• _Written problem_
In the sermon on God's eternity, how many years back does the speaker first tell listeners to fly in thought?

• _Page_
%%

And what a wonderful Being is this! a Being unbegun, and that can never have an end! a Being possessed of a complete, entire eternity. Here, my brethren, let your thoughts take wing, and fly backward and forward, and see if you can trace his existence. Fly back in thought about six thousand years, and all nature, as far as appears to us, was a mere blank; no heaven nor earth, no men nor angels. But still the great Eternal livedlived alone, self-sufficient and self-happy. Fly forward in thought as far as the conflagration, and you will see "the heavens dissolving, and the earth and the things that are therein burnt up: " but still Jehovah lives unchangeable, and absolutely independent. Exert all the powers of numbers, add centuries to centuries, thousands to thousands, millions to millions; fly back, back, back, as far as thought can possibly carry you, still Jehovah exists: nay, you are even then as far from the first moment of his existence as you are now, or ever can be. Take the same prospect before you, and you will find the King eternal and immortal still the same: he is then no nearer an end than at the creation, or millions of ages before it.

What a glorious being is this! Here, again, let men and angels, and all the offspring of time, bow the knee and adore. Let them lose themselves in this ocean, and spend their eternity in ecstatic admiration and love of this eternal Jehovah.

O! what a glorious portion is he to his people! Your earthly enjoyments may pass away like a shadow; your friends die, yourselves must die, and heaven and earth may vanish like a dream, but your God lives! he lives for ever, to give you a happiness equal to your immortal duration. Therefore, blessed, blessed is the people whose God is the Lord!

But O! let sinners, let wicked men and devils tremble before him, for how dreadful an enemy is an eternal God! He lives for ever to punish you. He lives for ever to hate your sin, to resent your rebellion, and to display his justice; and while he lives you must be miserable. What a dismal situation are you in, when the eternal existence of Jehovah is an inexhaustible fund of terror to you! O

how have you inverted the order of things, when you have made it your interest that the Fountain of being should cease to be, and that with him yourselves and all other creatures should vanish into nothing! What a malignant thing is sin, that makes existence a curse, and universal annihilation a blessing! What a strange region is hell, where being, so sweet in itself, and the capacity of all enjoyments, is become the most intolerable burden, and every wish is an imprecation of universal annihilation! Sinners, you have now time to consider these miseries and avoid them, and will you be so senseless and fool-hardy as to rush headlong into them? O! if you were but sensible what will be the consequences of your conduct in a few years, you would not need persuasions to reform it: but O the fatal blindness and stupidity of mortals, who will not be convinced of these things till the conviction be too late!

%%

• _Data excerpt_
%%

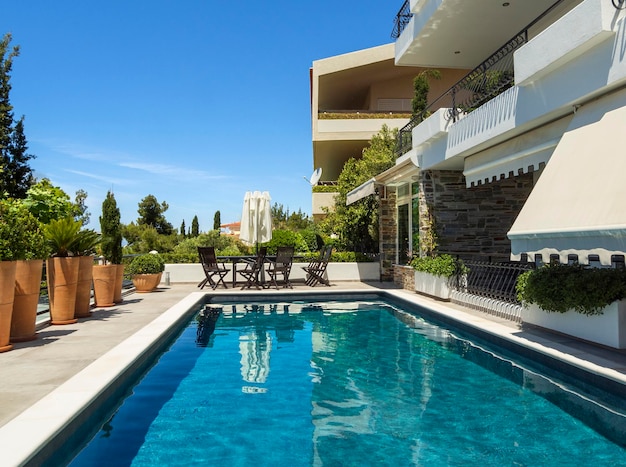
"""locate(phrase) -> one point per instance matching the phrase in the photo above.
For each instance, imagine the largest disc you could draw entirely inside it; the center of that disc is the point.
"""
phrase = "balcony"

%%

• _Exercise result_
About six thousand years.